■ Exercise requirements:
Up to and including the line that contains "Thank you for this photo. Would you kindly tag the twig", repeat each line of the data exactly, starting from the first.

** Opening Extracted information block **

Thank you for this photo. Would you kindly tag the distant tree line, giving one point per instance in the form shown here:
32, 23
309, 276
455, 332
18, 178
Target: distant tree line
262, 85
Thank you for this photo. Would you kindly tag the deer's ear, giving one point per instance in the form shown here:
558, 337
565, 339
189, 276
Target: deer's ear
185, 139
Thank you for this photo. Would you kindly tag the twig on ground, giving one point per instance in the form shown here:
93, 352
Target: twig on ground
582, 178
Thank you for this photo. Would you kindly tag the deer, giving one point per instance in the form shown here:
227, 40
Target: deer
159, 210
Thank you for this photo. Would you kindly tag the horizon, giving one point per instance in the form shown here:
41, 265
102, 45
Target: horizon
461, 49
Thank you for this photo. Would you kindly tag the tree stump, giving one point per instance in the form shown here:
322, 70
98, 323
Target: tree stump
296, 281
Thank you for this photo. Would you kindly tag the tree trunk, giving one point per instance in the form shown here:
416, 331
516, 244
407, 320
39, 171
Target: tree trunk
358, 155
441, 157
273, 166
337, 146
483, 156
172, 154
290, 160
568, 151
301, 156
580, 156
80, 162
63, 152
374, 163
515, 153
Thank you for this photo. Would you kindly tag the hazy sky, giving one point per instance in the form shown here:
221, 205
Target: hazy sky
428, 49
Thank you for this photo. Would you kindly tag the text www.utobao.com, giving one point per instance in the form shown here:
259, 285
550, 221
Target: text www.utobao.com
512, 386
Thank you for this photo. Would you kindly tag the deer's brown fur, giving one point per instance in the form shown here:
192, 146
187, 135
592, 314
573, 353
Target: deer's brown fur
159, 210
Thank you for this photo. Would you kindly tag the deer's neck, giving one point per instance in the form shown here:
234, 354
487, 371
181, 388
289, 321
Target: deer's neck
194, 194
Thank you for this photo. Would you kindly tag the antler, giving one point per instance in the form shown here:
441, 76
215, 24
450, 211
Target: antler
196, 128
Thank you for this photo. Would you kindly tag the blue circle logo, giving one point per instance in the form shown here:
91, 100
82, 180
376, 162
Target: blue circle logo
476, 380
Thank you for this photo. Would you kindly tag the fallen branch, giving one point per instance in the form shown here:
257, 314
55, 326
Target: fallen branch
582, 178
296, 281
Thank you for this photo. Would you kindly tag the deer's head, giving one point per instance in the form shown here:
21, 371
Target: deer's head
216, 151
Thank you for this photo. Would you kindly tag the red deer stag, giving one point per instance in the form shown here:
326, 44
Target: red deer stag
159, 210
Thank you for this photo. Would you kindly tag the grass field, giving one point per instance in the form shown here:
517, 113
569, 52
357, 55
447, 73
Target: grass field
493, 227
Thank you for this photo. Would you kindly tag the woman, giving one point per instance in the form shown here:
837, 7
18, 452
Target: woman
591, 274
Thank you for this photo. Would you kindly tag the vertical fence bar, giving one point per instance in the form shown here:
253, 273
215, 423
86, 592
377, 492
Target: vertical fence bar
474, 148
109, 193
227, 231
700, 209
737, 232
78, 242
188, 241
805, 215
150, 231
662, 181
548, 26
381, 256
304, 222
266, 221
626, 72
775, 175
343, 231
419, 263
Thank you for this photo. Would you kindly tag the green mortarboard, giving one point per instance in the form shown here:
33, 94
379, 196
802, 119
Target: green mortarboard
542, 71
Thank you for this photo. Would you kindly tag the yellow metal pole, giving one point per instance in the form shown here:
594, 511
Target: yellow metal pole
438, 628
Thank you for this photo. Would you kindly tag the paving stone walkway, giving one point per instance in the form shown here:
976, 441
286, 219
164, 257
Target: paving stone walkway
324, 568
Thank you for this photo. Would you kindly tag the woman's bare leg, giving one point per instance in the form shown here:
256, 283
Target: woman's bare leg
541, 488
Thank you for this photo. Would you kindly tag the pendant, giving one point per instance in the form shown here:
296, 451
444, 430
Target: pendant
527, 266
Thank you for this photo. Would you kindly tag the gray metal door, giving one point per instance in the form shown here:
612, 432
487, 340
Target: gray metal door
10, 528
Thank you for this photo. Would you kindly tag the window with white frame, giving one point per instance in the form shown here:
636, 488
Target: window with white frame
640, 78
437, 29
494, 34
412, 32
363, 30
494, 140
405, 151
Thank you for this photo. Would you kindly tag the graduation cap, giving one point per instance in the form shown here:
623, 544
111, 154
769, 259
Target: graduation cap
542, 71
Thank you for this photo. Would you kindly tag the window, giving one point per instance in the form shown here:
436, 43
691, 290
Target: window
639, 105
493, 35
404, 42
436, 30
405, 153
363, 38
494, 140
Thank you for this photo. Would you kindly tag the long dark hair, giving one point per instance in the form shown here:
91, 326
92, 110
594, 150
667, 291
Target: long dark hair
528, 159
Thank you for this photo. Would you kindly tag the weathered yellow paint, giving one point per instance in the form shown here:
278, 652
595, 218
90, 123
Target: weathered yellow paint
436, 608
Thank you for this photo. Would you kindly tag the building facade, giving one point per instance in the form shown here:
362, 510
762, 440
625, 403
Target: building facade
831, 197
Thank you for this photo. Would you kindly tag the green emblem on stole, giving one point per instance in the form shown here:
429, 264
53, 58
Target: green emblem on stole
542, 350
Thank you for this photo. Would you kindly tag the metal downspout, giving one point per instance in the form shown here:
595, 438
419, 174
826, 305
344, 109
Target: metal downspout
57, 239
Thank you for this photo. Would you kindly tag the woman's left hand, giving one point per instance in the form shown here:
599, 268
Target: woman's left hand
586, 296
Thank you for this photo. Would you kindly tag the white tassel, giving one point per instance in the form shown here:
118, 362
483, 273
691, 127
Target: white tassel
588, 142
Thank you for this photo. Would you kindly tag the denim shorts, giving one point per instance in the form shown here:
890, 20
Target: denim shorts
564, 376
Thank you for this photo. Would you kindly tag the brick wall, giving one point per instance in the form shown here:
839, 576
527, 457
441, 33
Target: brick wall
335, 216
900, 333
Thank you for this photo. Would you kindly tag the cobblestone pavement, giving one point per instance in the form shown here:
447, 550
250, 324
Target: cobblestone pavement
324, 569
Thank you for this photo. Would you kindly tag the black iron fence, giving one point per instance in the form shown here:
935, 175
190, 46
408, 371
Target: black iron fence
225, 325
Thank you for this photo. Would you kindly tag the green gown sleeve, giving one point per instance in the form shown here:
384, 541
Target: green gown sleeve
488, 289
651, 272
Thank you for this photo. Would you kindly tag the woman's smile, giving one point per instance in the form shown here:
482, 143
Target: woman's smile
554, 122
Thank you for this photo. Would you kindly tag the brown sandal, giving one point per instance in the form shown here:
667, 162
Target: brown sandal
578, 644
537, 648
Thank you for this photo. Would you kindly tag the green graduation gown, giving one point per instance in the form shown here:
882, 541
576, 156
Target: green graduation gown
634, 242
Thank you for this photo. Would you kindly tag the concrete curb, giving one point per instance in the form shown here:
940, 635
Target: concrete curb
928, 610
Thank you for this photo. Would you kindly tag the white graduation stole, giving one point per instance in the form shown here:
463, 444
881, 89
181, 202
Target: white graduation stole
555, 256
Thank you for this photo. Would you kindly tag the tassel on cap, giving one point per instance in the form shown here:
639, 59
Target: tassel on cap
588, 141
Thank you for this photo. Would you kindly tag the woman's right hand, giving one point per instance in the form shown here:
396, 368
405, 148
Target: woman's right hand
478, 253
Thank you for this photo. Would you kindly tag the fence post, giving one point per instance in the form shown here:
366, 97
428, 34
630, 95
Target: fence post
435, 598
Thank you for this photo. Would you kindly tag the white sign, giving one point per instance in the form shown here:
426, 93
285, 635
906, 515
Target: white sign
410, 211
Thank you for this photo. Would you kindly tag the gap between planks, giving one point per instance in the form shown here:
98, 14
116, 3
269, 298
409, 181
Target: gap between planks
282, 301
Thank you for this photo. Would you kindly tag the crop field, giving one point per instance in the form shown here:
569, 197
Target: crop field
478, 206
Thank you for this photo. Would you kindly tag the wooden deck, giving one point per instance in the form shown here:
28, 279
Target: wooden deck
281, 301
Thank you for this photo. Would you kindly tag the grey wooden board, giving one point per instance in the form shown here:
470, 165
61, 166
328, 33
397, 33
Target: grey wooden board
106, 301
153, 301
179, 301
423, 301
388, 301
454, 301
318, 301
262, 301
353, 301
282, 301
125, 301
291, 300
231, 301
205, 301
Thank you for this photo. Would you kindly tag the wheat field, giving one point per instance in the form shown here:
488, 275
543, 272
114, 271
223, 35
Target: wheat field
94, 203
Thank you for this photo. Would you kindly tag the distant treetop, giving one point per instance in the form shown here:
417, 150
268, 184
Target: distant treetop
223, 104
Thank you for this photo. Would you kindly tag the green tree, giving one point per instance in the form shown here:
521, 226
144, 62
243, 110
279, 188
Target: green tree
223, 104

** Closing Extracted information block **

■ Solved exercise:
Thank you for this photo. Would you kindly tag the distant tree line, giving one point per instance in the form shown here:
32, 23
309, 276
455, 332
18, 178
Target: distant tree line
262, 85
Thank you for this photo. Would you kindly tag the deer's ear, giving one point per instance in the form shown here:
558, 337
565, 339
189, 276
Target: deer's ear
185, 139
Thank you for this photo. Would you kindly tag the twig on ground, giving one point per instance in the form shown here:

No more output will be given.